#### Text segment

The web is 32 years old this year.

On 6 August 1991, Tim Berners-Lee posted a short summary of the World Wide Web project to an internet newsgroup inviting collaborators; the first web servers had been made publicly available a few months earlier.

(I know some people use other dates to mark the beginning of the Web, but what's a fact?)

The Architecture of the web

The original web was designed as a distributed system.

Computers connected to each other, with no central authority.

A read/write web, where you could both read and publish.

Unfortunately, Mosaic, the first really successful browser, left out the writing part.

Which mean that another way had to be found to publish on the web, which resulting in a lot of centralisation.

Web 2.0: Centralisation

And so emerged a generation of websites that allowed you to post stuff to them, and that got their value from users adding stuff.

Sites like Facebook or Twitter, Photo websites, Family tree websites, github, bandcamp, dating sites, or any of a thousand more.

This got called Web 2.0, although at the same time another change was happening, "Dynamic HTML", or "AJAX", so that the term Web 2.0 also got applied to that.

But where we had hoped for a distributed system, we ended up with lots of centralisation.

Some problems of centralisation

You have to decide which one you are going to use, or if you are going to use several.

You put a lot of work in.

You lose control of your data.

The sites don't interoperate.

You get locked in.

The site gets to spy on you.

If the site dies, or changes in a way you don't like, all the work you have put in is lost.

Distributed content

One of the things not often talked about Web (1) is that there are various ways of getting content.

HTTP is the one most used, that uses a URL (starting http://) to identify the single place the content must come from.

Another method uses magnet links. These identify a document with a hash.

A hash is, simplified speaking, the sum of all the characters in a document. This gives a number that can be used to identify the document you want.

Copies of that document are searched for, and if several are found, then they can all deliver parts of the document, for speed.

The link also contains the HTTP source of the document if all else fails.

In this way, not only the computers are distributed, but also the content.

Which means that content is harder to block by state players.

How do you prove you own a thing

In real life you might be able to prove you own something by showing a receipt.

I think I could prove I own my computer. I'm not sure I could prove I own any of my bikes.

For larger and/or more expensive objects we have papers, or documents, or the ownership is registered centrally.

To buy and sell such things we use third parties who are usually legally registered to do such things.

Often we end up with some sort of certificate that declares your ownership, with a reference back to the third party, so that the claim can be verified if needed.

The legal system is geared to deciding claims.

Identifying a thing online

As more and more things become digitised, new ways are needed to identify things.

As we have seen, we can identify things digitally in different way. A person via an email address, or some other unique identifier. A document via a URL, or a hash.

This was one of the central issues at the heart of the original Web 3.0 (a different thing from what is now being called Web3): how do we identify things, and how do we specify what properties they have, so that conclusions can be drawn automatically without anyone having to read or interpret text.

This would allow you to describe all human knowledge in a machine-readable way.

But it would also allow you to create, for instance, digital contracts.

########

### Task list
- A) Decide whether each statement below agrees with the text on the web's history above. Answer yes or no for each, and quote the text's deciding words.
(i) Mosaic did not include the ability to write to the web.
(ii) Magnet links identify a document by a URL.
(iii) The original Web 3.0 is the same thing as what is now called Web3.
- B) Write the next part of the text on the web's history, starting after its last sentence.

#### Listing

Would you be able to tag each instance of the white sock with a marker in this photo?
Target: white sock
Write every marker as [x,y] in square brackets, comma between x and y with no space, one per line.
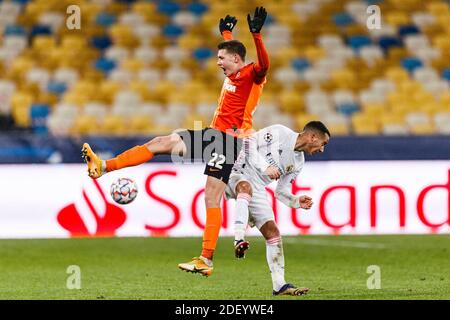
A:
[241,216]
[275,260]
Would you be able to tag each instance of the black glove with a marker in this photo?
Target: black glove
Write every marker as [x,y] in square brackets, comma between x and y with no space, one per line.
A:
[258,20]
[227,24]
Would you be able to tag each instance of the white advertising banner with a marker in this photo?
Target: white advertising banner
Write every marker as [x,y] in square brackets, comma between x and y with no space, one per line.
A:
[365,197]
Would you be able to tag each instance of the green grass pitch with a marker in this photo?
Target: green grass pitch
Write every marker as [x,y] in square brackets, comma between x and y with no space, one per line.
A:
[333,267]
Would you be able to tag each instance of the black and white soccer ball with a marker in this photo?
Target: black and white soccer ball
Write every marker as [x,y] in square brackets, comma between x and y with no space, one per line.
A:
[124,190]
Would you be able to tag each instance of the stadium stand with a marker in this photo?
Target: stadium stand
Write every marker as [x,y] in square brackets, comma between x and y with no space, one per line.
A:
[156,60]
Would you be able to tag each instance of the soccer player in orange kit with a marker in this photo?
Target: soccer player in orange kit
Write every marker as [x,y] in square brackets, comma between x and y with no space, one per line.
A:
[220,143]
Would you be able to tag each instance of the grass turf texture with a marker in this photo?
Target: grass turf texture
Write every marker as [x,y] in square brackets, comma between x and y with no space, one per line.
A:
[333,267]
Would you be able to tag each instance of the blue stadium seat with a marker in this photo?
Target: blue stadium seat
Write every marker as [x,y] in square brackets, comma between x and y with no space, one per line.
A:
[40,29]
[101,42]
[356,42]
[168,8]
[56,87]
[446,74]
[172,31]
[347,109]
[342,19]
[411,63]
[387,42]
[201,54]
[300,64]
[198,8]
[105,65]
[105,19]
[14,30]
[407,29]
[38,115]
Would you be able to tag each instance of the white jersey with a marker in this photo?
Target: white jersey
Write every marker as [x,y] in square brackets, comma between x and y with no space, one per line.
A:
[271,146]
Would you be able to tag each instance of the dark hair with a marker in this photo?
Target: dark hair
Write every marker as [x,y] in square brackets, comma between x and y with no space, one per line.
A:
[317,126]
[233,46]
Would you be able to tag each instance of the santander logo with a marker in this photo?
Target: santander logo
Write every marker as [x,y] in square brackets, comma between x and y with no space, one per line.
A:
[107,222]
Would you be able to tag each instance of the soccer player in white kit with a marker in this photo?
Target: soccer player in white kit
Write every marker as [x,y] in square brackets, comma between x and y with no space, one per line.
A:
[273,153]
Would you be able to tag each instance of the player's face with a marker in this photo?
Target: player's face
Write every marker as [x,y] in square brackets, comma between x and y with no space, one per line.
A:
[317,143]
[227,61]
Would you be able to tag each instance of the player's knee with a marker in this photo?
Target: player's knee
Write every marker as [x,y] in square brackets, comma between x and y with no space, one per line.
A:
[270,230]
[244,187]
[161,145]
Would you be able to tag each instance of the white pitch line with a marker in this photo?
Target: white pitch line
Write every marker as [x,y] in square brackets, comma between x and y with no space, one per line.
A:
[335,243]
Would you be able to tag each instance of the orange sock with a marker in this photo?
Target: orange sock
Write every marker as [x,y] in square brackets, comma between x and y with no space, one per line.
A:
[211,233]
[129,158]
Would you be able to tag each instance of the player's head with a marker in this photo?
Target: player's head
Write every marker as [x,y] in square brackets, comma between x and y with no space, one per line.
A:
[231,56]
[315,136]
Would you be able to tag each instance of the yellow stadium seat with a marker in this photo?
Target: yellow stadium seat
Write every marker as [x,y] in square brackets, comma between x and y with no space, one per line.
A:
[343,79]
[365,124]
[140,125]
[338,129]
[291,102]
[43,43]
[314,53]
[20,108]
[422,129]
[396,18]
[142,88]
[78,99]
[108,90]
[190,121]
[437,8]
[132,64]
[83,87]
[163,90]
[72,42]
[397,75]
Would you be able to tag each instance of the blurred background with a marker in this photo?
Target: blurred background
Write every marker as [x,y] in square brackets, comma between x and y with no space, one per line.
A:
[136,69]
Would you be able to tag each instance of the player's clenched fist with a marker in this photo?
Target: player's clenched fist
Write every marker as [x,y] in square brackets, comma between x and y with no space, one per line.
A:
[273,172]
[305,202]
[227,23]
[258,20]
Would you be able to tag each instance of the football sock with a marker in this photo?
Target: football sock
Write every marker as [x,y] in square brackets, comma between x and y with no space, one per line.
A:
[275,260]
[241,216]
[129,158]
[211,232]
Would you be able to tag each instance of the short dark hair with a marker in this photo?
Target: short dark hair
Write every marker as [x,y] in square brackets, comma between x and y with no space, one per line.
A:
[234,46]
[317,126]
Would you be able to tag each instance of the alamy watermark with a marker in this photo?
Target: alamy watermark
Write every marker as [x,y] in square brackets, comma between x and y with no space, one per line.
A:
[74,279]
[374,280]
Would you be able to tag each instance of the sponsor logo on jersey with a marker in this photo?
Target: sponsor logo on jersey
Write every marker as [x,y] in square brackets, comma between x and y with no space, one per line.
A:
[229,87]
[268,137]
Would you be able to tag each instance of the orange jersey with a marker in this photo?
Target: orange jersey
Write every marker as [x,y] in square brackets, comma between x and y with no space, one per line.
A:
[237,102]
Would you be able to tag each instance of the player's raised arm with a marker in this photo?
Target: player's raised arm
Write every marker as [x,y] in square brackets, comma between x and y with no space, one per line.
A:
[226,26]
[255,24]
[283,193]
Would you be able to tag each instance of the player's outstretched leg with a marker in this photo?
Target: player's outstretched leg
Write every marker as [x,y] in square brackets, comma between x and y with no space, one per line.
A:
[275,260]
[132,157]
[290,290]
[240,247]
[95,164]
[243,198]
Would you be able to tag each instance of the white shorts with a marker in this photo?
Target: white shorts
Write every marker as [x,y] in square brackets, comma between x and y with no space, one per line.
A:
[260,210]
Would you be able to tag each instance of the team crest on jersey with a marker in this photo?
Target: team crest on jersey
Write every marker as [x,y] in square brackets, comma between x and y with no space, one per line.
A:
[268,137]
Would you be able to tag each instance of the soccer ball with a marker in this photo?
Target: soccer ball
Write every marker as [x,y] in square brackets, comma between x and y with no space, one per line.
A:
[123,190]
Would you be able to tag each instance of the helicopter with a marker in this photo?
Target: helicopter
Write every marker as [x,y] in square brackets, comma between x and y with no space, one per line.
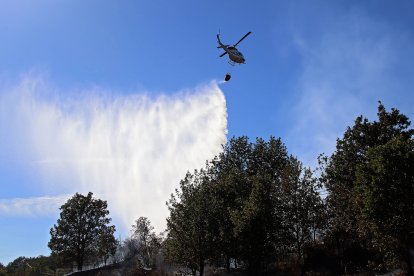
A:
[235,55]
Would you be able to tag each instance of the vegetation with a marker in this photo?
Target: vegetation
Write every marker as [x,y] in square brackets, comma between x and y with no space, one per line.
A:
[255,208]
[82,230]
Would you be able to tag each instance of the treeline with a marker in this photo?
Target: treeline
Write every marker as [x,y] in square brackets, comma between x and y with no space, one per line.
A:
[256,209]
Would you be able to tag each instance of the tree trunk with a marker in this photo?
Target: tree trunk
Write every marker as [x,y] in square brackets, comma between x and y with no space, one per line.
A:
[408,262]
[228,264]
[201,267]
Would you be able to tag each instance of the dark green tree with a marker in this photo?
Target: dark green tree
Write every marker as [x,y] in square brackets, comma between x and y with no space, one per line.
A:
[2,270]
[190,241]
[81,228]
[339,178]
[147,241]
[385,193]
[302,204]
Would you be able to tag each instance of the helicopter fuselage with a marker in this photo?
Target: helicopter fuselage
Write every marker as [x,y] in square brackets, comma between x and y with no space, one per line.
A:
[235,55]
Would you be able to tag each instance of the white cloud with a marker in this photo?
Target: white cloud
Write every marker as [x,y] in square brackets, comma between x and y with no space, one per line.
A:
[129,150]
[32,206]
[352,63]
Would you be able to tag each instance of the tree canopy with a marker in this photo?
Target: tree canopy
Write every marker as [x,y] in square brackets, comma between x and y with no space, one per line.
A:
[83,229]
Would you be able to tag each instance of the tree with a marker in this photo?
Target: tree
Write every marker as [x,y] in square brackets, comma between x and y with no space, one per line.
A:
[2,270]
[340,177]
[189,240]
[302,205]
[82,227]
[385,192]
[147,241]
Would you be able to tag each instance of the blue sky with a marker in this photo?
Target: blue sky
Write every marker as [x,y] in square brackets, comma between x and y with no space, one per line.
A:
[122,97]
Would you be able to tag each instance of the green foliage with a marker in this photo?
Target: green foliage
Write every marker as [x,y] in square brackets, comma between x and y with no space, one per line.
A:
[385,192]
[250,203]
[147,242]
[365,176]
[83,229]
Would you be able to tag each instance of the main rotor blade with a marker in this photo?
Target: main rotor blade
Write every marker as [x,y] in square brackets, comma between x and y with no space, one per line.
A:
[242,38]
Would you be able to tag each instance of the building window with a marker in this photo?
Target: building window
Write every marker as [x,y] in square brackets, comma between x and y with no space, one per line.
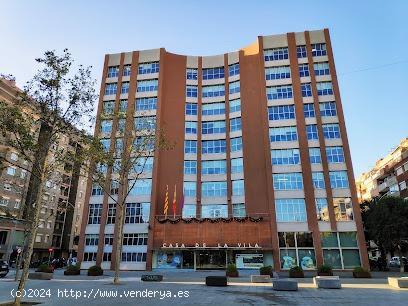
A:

########

### Answers to the tasks
- A)
(i) Yes: "Mosaic, the first really successful browser, left out the writing part."
(ii) No: "Another method uses magnet links. These identify a document with a hash."
(iii) No: "a different thing from what is now being called Web3"

- B)
Blockchain

Blockchain is 'just' a distributed database.

Each block can contain anything really, and has a hash, and contains the hash of the previous block, thus chaining them together. So it works a bit like magnet links in that respect.

Some of the problems of blockchain are:

Latency - it works much slower than regular databases. A new block can only be added to the blockchain every ten minutes

Size: The more popular it gets, and the longer it is used, the bigger it gets. It is now about 450 GB, 16% larger than this time last year.

Energy - because of the methods it uses to ensure consistency, it uses, globally seen, huge amounts of energy:

As of August 2022, published estimates of the total global electricity usage for crypto-assets are between 120 and 240 billion kilowatt-hours per year, a range that exceeds the total annual electricity usage of many individual countries, such as Argentina or Australia. This is equivalent to 0.4% to 0.9% of annual global electricity usage, and is comparable to the annual electricity usage of all conventional data centers in the world. Whitehouse

Using nearly 1% of the world's energy to maintain a database that would fit on half of a typical SSD is inefficient to say the least.

Bitcoin

World shocked that man running business based on imaginary money might be fraudThe originator of the Blockchain, and its biggest user is Bitcoin.

Following the success of Bitcoin, several other digital currencies have followed.

Breaking news: All money is 'imaginary'

There are two different but related things: value and money.

The phrase "That's good value for money", demonstrates this.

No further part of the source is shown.